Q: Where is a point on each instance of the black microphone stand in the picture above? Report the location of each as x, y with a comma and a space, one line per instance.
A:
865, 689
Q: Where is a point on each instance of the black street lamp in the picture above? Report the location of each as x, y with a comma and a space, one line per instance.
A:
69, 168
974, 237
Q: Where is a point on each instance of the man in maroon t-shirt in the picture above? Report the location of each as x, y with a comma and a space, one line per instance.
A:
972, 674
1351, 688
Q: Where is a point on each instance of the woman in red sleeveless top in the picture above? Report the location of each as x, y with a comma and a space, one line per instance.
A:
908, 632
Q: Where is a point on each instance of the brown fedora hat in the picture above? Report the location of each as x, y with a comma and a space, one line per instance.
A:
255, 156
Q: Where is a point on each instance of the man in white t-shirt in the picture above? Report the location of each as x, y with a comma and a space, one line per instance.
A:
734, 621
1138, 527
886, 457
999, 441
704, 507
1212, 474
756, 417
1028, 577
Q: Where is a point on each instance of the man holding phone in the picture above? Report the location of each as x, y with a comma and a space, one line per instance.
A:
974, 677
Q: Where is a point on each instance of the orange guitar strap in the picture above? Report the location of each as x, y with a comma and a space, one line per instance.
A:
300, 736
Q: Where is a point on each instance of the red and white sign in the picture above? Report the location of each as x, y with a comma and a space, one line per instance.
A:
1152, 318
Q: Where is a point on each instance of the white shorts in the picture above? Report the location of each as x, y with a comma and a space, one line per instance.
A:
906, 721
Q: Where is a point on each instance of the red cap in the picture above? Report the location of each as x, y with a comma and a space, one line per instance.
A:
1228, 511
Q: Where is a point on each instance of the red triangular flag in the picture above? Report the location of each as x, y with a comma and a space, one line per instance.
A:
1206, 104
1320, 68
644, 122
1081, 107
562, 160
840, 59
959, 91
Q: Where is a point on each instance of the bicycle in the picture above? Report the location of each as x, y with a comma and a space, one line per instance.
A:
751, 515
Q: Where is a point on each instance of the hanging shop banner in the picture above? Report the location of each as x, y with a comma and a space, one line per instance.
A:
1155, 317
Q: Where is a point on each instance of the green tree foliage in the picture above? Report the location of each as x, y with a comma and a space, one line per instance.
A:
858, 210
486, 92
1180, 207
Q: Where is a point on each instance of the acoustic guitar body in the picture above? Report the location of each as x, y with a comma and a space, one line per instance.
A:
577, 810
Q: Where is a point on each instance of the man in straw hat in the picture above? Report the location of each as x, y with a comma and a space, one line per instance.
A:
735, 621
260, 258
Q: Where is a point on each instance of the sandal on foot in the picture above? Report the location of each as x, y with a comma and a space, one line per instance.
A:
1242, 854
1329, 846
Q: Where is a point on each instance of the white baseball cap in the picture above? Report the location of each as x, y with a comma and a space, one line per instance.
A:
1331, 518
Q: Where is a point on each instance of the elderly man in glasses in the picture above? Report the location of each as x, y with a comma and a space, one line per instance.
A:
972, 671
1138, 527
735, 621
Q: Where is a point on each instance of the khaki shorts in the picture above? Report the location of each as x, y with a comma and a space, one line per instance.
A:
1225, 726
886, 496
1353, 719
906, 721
○ ○ ○
Output all of the rows above again, word for word and unchanged.

Task output ▸
Q: Where is a point on each instance of the black microphone stand in the picture above? Report the location of each as x, y with a comma and a space, one line per instance.
A:
865, 689
Q: Where is a point on each instance of the black street lamp in the picture above? Report the location of each as x, y with a comma and a space, one line per instance.
A:
69, 168
974, 237
Q: Where is a point on each instance of the man in maroon t-shirt in the picture above? Report the location of each as x, y with a comma and a space, one line per instance.
A:
972, 674
1351, 688
Q: Where is a point on each instance of the woman in red sleeveless top in the picture above? Report the location of each as x, y with a comma and a space, one line per instance.
A:
908, 632
Q: Where is a point on each instance of the brown fedora hat in the picture above? Report the location of each as x, y with a comma and a space, one line per instance.
A:
255, 156
Q: Where is a point on each instance of the man in white t-shirt in the picture above? Report the location of each as x, y with a comma and a space, one line per instance.
A:
734, 621
1138, 527
886, 457
999, 441
704, 507
1212, 474
756, 417
1028, 577
Q: Where is a point on each instance of the man holding phone in the picture above? Report the location of each as x, y with a comma and a space, one line per instance.
A:
974, 677
Q: Where is a point on each instance of the orange guitar strap in the picture above? Report the location of each as x, y with a comma and a space, one line per instance.
A:
300, 736
Q: Where is a point on each instance of the red and white sign in the picture above? Report the location of each as x, y with a comma and a space, one line per instance.
A:
1152, 318
Q: Where is a point on each instance of the white shorts in the picture above? Report the location of each as x, y with a comma and a space, one line per instance.
A:
906, 721
Q: Where is a point on each instance of the red cap in the picture above? Report the location of each as x, y with a comma and a space, one line per instance.
A:
1228, 511
Q: Where is a point on each instance of the red triangular flag in the picture above? Report the location of each as x, y with a comma and a space, one line per instance.
A:
1206, 104
1320, 68
644, 122
1081, 107
562, 160
840, 59
959, 91
Q: Where is a point on each instance of the bicycle in the picture above? Report the location of each as x, y with a comma and a space, one line per instance.
A:
751, 515
Q: Where is a point on each instance of the hanging shop banner in the picture above? Report the location of each as x, y with a comma and a space, one line per instance.
A:
1155, 317
Q: Where is a point on each instance of the green tree foliage in the picture above? Report the location of each as x, y with a comma and a space, one line per instance.
A:
858, 210
486, 92
1180, 207
Q: Where is a point on each instance of the acoustic guitar body in the picture above? Report the location of each as x, y with a comma and a space, one line per instance.
A:
577, 810
Q: Where is a point on each instance of the man in straw hat in the picture above? Report the location of each as x, y with a comma and a space, one line per instance.
A:
735, 621
260, 258
Q: Where is a point on each instance of the sandal on foot in the picture above? Report the location of each as x, y with a comma and a space, one line per instance.
A:
1242, 854
1329, 846
Q: Where is a point on each instance of the white baseball cap in the picture above? Report the location of each as x, y with a comma and a space, one line per instance.
A:
1331, 518
Q: Where is a point on each instance of the elderly man in glasses in the picture above? Report the location of each as x, y with a comma and a space, one line per instance.
A:
972, 671
1138, 527
735, 621
Q: Where is a point on each instance of the khaki shorts in the picture above? Report the location of each as x, y with a comma and a space, one line per instance.
A:
1225, 726
886, 496
1353, 719
906, 721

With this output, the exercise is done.